Return, character for character, the lines from the one bearing "Q: In the photo above, mark the man in navy" through the end of the material. Omit everything before that line.

• • •

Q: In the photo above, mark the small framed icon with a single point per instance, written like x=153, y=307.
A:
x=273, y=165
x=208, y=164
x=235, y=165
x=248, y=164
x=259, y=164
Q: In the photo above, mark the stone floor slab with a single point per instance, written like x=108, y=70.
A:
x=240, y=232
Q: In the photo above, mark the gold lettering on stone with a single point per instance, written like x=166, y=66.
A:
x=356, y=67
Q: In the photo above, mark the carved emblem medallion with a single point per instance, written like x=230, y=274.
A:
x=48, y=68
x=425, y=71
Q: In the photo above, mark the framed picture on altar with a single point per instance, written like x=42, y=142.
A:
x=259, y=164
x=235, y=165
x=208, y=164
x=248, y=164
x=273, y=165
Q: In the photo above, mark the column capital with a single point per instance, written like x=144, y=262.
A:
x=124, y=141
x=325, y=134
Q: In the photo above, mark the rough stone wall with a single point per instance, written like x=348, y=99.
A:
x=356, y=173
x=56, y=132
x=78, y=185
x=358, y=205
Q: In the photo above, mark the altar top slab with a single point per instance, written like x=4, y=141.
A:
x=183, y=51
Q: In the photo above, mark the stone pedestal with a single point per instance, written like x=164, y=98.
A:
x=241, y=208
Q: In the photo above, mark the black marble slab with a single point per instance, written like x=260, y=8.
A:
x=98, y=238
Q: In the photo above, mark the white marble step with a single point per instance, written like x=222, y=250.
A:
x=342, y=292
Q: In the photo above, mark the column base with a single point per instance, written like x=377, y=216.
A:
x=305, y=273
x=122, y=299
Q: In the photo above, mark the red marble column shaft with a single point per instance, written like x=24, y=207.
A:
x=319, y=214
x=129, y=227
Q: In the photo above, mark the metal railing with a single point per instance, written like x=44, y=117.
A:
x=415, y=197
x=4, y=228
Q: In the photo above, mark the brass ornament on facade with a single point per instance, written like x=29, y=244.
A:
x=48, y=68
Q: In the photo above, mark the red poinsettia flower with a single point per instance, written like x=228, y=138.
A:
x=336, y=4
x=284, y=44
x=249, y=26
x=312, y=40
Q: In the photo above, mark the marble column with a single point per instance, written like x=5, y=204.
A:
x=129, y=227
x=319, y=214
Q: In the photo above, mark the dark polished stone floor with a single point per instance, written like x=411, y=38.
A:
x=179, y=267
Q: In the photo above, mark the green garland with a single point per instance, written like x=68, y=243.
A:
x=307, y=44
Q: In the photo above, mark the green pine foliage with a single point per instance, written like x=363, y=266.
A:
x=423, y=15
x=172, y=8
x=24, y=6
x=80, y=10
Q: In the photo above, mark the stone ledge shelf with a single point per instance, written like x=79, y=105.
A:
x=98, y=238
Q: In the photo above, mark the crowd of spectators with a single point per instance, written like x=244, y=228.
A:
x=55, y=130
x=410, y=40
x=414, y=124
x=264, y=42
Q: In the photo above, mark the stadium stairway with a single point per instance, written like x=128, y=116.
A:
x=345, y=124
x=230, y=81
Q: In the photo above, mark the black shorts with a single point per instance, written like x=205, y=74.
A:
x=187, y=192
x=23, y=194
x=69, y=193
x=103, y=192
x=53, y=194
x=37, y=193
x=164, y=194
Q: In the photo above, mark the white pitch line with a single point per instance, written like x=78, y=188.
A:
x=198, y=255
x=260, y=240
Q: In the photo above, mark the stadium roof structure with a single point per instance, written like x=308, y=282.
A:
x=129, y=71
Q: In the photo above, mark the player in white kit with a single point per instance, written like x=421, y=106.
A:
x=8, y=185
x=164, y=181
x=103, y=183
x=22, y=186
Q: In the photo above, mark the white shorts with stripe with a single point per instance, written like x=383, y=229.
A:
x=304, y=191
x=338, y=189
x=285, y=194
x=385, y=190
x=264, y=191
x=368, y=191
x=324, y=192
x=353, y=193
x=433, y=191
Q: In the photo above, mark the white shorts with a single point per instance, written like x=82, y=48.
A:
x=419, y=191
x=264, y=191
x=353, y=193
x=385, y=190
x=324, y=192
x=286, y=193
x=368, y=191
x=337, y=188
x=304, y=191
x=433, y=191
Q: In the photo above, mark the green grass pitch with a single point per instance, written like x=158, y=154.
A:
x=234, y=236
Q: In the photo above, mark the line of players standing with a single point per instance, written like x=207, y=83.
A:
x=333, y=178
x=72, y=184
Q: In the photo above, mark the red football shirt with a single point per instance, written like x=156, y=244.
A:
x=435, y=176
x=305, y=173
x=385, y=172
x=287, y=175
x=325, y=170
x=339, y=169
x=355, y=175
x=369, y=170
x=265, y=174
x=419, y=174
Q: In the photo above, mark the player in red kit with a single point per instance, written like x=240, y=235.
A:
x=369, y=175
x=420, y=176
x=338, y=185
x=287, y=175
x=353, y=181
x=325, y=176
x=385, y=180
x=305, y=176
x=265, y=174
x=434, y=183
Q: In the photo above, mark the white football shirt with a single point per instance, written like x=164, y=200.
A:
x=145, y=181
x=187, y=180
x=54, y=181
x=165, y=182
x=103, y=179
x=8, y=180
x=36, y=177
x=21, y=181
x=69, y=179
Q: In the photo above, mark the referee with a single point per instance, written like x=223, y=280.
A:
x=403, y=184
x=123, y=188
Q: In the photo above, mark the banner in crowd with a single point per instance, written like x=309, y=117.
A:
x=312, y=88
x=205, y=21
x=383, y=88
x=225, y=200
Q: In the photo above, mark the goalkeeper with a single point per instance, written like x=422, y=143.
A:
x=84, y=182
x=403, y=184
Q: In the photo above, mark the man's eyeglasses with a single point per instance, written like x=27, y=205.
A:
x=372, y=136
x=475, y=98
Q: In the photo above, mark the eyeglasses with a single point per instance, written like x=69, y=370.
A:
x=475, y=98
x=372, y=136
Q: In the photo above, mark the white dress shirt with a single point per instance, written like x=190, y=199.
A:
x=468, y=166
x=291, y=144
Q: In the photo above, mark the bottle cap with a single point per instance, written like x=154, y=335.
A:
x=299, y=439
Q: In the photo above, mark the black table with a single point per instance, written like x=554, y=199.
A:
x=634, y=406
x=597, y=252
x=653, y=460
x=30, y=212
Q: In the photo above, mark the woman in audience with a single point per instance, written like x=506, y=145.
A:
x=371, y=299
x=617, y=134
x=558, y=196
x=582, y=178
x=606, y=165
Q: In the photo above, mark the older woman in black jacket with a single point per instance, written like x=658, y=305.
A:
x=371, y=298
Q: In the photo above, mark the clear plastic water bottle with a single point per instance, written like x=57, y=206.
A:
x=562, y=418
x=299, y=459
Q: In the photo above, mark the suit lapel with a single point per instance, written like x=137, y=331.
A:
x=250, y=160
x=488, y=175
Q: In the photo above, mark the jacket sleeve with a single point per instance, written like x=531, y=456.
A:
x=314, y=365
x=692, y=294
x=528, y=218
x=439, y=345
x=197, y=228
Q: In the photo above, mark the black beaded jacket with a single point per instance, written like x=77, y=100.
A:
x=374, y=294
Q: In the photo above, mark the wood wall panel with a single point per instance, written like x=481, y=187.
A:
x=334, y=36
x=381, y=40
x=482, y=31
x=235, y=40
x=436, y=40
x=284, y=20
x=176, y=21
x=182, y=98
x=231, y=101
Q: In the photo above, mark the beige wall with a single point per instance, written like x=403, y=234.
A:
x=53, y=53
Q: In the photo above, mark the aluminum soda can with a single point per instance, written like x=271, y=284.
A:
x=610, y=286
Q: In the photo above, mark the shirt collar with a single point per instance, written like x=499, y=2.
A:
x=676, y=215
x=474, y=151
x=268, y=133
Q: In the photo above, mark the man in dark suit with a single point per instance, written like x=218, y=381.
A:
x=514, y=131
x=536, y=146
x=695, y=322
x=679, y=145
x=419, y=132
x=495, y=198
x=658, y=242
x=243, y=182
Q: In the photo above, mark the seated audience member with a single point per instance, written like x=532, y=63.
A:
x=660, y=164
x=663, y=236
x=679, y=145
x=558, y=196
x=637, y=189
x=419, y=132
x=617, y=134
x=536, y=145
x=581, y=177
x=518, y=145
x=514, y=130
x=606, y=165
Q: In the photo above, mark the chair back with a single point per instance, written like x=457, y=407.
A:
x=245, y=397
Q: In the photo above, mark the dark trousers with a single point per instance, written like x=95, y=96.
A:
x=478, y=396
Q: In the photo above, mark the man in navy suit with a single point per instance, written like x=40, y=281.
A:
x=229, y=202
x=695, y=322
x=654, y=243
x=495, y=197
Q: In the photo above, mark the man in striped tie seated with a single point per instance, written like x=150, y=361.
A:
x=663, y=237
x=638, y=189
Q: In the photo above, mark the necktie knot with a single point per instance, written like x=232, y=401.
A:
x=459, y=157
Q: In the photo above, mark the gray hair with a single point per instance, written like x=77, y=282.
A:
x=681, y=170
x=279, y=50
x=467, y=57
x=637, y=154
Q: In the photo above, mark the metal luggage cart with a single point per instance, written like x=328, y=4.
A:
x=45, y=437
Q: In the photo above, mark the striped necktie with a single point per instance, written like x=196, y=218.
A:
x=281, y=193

• • •

- Solution to the exercise
Q: In the photo above, mark the man in navy suit with a single point per instance, written like x=40, y=281.
A:
x=229, y=202
x=695, y=322
x=654, y=243
x=495, y=197
Q: In the photo above, mark the man in striped tie seated with a single point per instance, written like x=150, y=361.
A:
x=663, y=237
x=638, y=189
Q: In the photo above, mark the necktie knot with a single point per instance, written like x=232, y=401.
A:
x=459, y=157
Q: In the photo above, mark the gray hair with a single point per instance, written like x=77, y=282.
A:
x=681, y=170
x=279, y=50
x=467, y=57
x=637, y=154
Q: In the photo above, mark the metal luggage cart with a single point per instance, written like x=328, y=4.
A:
x=45, y=437
Q: In the photo above, mark the striped necktie with a single point per instance, written like x=196, y=218.
A:
x=281, y=193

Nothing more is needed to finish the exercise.